* _SUPPLIED PASSAGE_
+-------+
Combining item response theory and growth curve estimation in same model

I’d like to combine item response theory (IRT) and growth curve estimation in the same model. Basically, I’d like to estimate a 2-parameter logistic item response model (difficulty and discrimination) and growth curves (intercepts and slopes) of participants’ latent trait levels (theta). But, I’d like to simultaneously estimate the item response model and growth curves in the same model. Is this possible in brms? Here’s a small reproducible example of an IRT model that I’d like to extend to include growth curves (using simulated longitudinal data from Phil Chalmers: ; and Paul Bürkner’s example of a 2-PL item response model in his Bayesian IRT paper: ):


numberItems <- 20
numberItemLevels <- 2

a <- matrix(rlnorm(numberItems, .2, .2))
d <- matrix(rnorm(numberItems*numberItemLevels), numberItems)
d <- t(apply(d, 1, sort, decreasing=TRUE))

#Simulate Data
Theta <- mvtnorm::rmvnorm(n = 1000, 0, matrix(1))
t1 <- simdata(a, d, N = 1000, itemtype = "graded", Theta = Theta)
t2 <- simdata(a, d, N = 1000, itemtype = "graded", Theta = Theta +.5 + rnorm(nrow(Theta), 0, .3))
t3 <- simdata(a, d, N = 1000, itemtype = "graded", Theta = Theta + 1 + rnorm(nrow(Theta), 0, .3))

colnames(t1) <- paste(colnames(t1), ".1", sep = "")
colnames(t2) <- paste(colnames(t2), ".2", sep = "")
colnames(t3) <- paste(colnames(t3), ".3", sep = "")

dat <- data.frame(t1, t2, t3)
+-------+
* _GIVEN RECORDS_
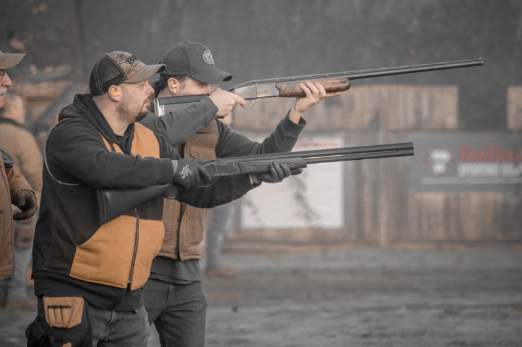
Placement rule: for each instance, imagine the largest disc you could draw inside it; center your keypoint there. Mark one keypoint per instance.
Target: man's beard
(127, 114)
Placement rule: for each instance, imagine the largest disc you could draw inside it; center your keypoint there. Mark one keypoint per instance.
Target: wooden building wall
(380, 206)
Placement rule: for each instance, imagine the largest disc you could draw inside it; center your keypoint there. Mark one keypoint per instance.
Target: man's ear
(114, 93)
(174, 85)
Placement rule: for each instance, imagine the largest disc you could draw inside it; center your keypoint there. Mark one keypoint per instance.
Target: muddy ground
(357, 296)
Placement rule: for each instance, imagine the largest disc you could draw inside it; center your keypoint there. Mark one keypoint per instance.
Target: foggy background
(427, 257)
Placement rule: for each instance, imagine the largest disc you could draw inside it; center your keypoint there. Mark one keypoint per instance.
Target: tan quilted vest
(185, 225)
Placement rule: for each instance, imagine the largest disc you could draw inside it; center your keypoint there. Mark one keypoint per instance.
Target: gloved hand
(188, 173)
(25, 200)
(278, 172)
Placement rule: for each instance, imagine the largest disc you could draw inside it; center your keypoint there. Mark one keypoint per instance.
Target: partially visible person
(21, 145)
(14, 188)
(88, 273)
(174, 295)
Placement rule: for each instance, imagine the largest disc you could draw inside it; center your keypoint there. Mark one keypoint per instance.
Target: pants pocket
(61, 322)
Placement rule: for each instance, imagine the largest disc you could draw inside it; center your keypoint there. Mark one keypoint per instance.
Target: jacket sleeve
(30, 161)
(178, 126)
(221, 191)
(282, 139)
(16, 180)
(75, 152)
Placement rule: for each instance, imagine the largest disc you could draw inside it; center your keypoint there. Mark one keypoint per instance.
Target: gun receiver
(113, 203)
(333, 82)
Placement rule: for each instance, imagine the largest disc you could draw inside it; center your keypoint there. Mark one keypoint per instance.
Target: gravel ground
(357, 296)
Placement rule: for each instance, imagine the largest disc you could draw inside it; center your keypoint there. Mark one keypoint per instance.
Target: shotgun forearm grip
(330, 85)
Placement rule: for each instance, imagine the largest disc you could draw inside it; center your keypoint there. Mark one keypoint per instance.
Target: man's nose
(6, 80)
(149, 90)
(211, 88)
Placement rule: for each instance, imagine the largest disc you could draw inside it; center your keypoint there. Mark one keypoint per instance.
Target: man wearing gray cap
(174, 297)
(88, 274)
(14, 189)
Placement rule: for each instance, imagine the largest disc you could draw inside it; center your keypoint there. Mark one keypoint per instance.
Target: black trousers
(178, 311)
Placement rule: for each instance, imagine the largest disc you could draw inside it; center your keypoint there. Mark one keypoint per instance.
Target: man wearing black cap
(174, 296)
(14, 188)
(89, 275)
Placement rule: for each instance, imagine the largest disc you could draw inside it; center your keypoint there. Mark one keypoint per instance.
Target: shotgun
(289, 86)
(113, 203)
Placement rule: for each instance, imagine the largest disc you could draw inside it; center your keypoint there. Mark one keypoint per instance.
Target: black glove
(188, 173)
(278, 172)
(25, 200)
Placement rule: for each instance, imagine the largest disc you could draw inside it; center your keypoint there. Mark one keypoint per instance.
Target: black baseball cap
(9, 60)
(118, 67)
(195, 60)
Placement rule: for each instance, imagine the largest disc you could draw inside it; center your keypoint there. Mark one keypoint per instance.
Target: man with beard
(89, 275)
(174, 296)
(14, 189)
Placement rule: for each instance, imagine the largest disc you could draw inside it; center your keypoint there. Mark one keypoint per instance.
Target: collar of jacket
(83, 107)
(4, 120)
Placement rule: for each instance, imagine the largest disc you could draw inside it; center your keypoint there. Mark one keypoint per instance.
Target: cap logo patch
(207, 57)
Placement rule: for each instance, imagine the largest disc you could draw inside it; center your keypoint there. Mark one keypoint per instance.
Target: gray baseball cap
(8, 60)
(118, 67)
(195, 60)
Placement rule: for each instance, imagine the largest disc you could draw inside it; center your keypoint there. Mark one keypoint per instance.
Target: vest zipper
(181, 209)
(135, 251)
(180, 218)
+-------+
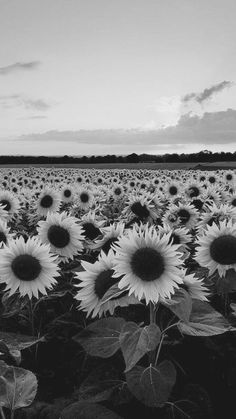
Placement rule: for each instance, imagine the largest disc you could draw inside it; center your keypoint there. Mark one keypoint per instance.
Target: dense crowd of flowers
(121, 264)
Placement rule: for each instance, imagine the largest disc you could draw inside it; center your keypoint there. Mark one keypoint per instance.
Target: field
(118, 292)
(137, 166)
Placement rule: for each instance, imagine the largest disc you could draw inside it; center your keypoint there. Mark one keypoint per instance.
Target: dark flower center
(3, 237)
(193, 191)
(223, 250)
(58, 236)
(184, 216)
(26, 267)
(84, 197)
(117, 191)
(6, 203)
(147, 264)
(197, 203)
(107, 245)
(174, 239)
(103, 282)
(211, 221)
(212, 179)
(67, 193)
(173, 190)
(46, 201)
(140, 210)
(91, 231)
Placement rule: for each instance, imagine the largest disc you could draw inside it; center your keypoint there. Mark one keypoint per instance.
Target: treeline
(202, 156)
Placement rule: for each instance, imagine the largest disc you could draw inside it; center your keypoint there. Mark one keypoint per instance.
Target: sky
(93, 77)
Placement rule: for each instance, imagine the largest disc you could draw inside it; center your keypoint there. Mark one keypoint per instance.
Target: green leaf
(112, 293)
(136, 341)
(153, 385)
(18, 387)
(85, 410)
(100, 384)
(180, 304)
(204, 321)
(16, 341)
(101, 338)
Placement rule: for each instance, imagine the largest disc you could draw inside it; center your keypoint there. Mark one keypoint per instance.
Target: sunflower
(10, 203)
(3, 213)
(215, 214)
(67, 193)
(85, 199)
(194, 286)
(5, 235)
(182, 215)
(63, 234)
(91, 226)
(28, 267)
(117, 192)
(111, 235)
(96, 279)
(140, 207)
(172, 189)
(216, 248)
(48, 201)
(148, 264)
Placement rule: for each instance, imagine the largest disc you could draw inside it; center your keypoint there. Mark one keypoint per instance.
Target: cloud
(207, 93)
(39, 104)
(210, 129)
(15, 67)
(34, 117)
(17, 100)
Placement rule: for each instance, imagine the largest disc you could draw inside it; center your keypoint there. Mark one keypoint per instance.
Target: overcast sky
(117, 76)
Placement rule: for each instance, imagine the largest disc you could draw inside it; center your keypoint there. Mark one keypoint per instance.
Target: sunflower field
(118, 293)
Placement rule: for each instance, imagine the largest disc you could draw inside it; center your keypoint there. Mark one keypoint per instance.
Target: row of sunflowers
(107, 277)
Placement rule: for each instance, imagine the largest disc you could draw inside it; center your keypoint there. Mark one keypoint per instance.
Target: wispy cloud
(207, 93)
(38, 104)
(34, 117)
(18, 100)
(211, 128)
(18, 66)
+-------+
* _WHAT TO DO_
In the forum post about combining item response theory with growth curves, which two item parameters does the 2-parameter logistic model estimate? Rely only on the forum post about combining item response theory with growth curves, not on the listing.

* _FULL ANSWER_
Difficulty and discrimination.